▶ _INSTRUCTIONS TO FOLLOW_
Reproduce all records exactly.
— BEGIN SUPPLIED MATERIAL —
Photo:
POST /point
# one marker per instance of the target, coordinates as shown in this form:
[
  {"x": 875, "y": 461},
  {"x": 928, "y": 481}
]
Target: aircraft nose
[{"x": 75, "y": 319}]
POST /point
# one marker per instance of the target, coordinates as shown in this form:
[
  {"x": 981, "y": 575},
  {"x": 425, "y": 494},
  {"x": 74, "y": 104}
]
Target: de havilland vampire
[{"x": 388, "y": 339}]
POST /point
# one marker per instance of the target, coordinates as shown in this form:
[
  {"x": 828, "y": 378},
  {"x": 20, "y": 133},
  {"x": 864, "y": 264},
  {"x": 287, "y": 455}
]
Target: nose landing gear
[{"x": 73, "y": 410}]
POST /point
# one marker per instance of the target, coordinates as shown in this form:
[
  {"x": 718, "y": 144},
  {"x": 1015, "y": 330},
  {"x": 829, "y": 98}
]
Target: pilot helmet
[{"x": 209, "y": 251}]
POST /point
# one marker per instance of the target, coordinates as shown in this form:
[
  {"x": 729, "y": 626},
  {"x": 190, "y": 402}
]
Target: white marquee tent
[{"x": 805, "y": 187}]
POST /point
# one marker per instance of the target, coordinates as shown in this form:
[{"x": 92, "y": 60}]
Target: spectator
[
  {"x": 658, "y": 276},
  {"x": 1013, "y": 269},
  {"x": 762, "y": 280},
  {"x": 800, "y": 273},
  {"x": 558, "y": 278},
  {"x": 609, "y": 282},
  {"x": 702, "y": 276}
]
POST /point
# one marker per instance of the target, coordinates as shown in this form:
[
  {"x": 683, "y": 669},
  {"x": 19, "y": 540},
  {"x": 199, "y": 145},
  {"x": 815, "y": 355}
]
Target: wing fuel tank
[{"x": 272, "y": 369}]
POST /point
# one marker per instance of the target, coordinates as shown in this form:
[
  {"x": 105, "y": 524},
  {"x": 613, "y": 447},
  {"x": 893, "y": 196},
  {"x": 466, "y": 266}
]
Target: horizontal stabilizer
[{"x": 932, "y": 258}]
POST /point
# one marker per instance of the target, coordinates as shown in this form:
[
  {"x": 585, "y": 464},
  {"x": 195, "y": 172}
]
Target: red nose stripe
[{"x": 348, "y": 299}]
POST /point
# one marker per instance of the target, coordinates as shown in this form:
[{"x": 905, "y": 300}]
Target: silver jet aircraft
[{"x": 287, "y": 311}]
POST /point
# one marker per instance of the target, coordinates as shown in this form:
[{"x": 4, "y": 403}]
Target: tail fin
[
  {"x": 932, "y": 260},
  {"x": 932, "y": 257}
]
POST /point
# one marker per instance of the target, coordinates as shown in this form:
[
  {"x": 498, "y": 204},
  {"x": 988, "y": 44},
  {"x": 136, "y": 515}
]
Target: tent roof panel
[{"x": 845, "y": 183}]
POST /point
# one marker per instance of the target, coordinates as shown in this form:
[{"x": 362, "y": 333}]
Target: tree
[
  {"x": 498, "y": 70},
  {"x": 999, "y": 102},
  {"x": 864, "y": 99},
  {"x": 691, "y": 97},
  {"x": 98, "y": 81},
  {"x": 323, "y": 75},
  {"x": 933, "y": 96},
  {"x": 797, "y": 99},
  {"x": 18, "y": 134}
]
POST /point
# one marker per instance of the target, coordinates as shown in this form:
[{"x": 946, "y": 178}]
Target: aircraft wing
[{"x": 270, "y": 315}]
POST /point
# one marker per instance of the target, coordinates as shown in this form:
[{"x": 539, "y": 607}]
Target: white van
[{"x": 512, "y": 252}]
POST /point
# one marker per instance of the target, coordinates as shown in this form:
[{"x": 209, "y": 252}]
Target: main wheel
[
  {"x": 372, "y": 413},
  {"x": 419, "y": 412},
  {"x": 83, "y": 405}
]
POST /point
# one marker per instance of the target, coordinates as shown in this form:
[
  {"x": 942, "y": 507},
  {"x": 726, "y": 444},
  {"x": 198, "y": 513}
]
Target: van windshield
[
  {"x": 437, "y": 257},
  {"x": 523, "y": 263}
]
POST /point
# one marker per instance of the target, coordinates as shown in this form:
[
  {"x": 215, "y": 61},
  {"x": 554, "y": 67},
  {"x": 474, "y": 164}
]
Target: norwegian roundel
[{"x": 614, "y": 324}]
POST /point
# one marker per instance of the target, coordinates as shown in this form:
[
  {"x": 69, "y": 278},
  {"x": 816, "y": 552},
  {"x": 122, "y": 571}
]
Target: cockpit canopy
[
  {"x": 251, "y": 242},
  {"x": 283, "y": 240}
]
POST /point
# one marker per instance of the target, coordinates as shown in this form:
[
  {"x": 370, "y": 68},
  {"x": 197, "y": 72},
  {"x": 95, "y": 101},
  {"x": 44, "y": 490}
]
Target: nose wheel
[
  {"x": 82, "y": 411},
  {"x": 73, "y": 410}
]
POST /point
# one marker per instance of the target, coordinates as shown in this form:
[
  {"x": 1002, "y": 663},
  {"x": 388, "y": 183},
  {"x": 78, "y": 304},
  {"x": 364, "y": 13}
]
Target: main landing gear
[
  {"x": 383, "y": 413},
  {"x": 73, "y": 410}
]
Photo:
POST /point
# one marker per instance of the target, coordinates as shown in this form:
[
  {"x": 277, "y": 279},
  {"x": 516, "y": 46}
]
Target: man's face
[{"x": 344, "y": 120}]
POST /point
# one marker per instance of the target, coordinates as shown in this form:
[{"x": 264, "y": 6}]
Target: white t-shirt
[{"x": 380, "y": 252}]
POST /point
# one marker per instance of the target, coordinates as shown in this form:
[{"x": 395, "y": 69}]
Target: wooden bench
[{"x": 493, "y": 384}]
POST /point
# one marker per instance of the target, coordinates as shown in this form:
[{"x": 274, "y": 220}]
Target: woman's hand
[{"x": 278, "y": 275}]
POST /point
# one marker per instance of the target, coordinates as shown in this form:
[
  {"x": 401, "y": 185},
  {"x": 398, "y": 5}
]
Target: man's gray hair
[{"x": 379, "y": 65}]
— END SUPPLIED MATERIAL —
▶ _RESPONSE TO THE EXERCISE_
Photo:
POST /point
# one marker per instance of the target, coordinates as shown in this form:
[
  {"x": 875, "y": 461},
  {"x": 928, "y": 481}
]
Target: aircraft nose
[{"x": 75, "y": 319}]
POST /point
# one marker per instance of the target, coordinates as shown in this form:
[
  {"x": 981, "y": 575},
  {"x": 425, "y": 494},
  {"x": 74, "y": 104}
]
Target: de havilland vampire
[{"x": 388, "y": 339}]
POST /point
# one marker per instance of the target, coordinates as shown in this form:
[
  {"x": 828, "y": 378},
  {"x": 20, "y": 133},
  {"x": 864, "y": 264},
  {"x": 287, "y": 455}
]
Target: nose landing gear
[{"x": 73, "y": 410}]
POST /point
# one marker per instance of the target, coordinates as shown in this form:
[
  {"x": 718, "y": 144},
  {"x": 1015, "y": 330},
  {"x": 829, "y": 98}
]
Target: pilot helmet
[{"x": 209, "y": 251}]
POST /point
# one marker per instance of the target, coordinates as shown in this form:
[
  {"x": 729, "y": 626},
  {"x": 190, "y": 402}
]
Target: white marquee tent
[{"x": 805, "y": 187}]
POST /point
# one marker per instance of the target, coordinates as shown in this form:
[{"x": 92, "y": 60}]
Target: spectator
[
  {"x": 658, "y": 276},
  {"x": 1013, "y": 269},
  {"x": 762, "y": 280},
  {"x": 800, "y": 273},
  {"x": 558, "y": 278},
  {"x": 609, "y": 282},
  {"x": 702, "y": 276}
]
POST /point
# one marker per instance of the target, coordinates as shown in this form:
[
  {"x": 683, "y": 669},
  {"x": 19, "y": 540},
  {"x": 199, "y": 145},
  {"x": 815, "y": 355}
]
Target: wing fuel tank
[{"x": 272, "y": 369}]
POST /point
# one marker per instance of the target, coordinates as shown in this form:
[
  {"x": 105, "y": 524},
  {"x": 613, "y": 447},
  {"x": 893, "y": 196},
  {"x": 466, "y": 266}
]
Target: horizontal stabilizer
[{"x": 932, "y": 258}]
POST /point
# one marker per instance of the target, coordinates as shown in this form:
[
  {"x": 585, "y": 464},
  {"x": 195, "y": 172}
]
Target: red nose stripe
[{"x": 348, "y": 299}]
POST /point
# one marker per instance of the target, coordinates as shown in this form:
[{"x": 905, "y": 300}]
Target: silver jet aircraft
[{"x": 287, "y": 311}]
POST /point
# one marker per instance of the target, coordinates as shown in this form:
[{"x": 4, "y": 403}]
Target: tail fin
[
  {"x": 932, "y": 260},
  {"x": 932, "y": 257}
]
POST /point
# one marker per instance of the target, coordinates as shown in this form:
[
  {"x": 498, "y": 204},
  {"x": 988, "y": 44},
  {"x": 136, "y": 515}
]
Target: tent roof panel
[{"x": 845, "y": 183}]
POST /point
# one marker per instance of the target, coordinates as shown in this form:
[{"x": 362, "y": 333}]
Target: tree
[
  {"x": 498, "y": 70},
  {"x": 999, "y": 102},
  {"x": 864, "y": 99},
  {"x": 691, "y": 97},
  {"x": 98, "y": 81},
  {"x": 323, "y": 75},
  {"x": 933, "y": 96},
  {"x": 797, "y": 99},
  {"x": 18, "y": 134}
]
POST /point
# one marker per instance of the target, coordinates as shown in this form:
[{"x": 946, "y": 178}]
Target: aircraft wing
[{"x": 270, "y": 315}]
POST /point
# one marker per instance of the target, coordinates as shown in this form:
[{"x": 539, "y": 607}]
Target: white van
[{"x": 512, "y": 252}]
POST /point
# one marker per instance of the target, coordinates as shown in this form:
[{"x": 209, "y": 252}]
Target: main wheel
[
  {"x": 372, "y": 413},
  {"x": 419, "y": 412},
  {"x": 83, "y": 405}
]
POST /point
# one marker per instance of the target, coordinates as shown in this form:
[
  {"x": 942, "y": 507},
  {"x": 726, "y": 444},
  {"x": 198, "y": 513}
]
Target: van windshield
[
  {"x": 437, "y": 257},
  {"x": 523, "y": 263}
]
POST /point
# one marker per instance of the target, coordinates as shown in this form:
[
  {"x": 215, "y": 61},
  {"x": 554, "y": 67},
  {"x": 474, "y": 164}
]
Target: norwegian roundel
[{"x": 614, "y": 324}]
POST /point
# one marker per instance of the target, coordinates as shown in this form:
[
  {"x": 69, "y": 278},
  {"x": 816, "y": 552},
  {"x": 122, "y": 571}
]
Target: cockpit canopy
[
  {"x": 251, "y": 242},
  {"x": 283, "y": 240}
]
POST /point
# one marker per instance of the target, coordinates as shown in this form:
[
  {"x": 370, "y": 68},
  {"x": 197, "y": 72},
  {"x": 95, "y": 101},
  {"x": 44, "y": 490}
]
Target: nose wheel
[
  {"x": 82, "y": 411},
  {"x": 73, "y": 410}
]
POST /point
# one marker per instance of the target, coordinates as shown in this form:
[
  {"x": 1002, "y": 663},
  {"x": 388, "y": 183},
  {"x": 78, "y": 304},
  {"x": 364, "y": 13}
]
Target: main landing gear
[
  {"x": 383, "y": 413},
  {"x": 73, "y": 410}
]
Photo:
POST /point
# one marker per instance of the target, coordinates as shown in this form:
[
  {"x": 277, "y": 279},
  {"x": 516, "y": 46}
]
Target: man's face
[{"x": 344, "y": 120}]
POST /point
# one marker per instance of the target, coordinates as shown in this form:
[{"x": 264, "y": 6}]
Target: white t-shirt
[{"x": 380, "y": 252}]
POST /point
# one marker per instance of the target, coordinates as shown in this form:
[{"x": 395, "y": 69}]
Target: wooden bench
[{"x": 493, "y": 384}]
POST /point
# one marker per instance of the target, coordinates as shown in this form:
[{"x": 274, "y": 220}]
Target: woman's hand
[{"x": 278, "y": 275}]
POST /point
# one marker per instance of the target, coordinates as shown in this form:
[
  {"x": 401, "y": 185},
  {"x": 398, "y": 5}
]
Target: man's gray hair
[{"x": 379, "y": 65}]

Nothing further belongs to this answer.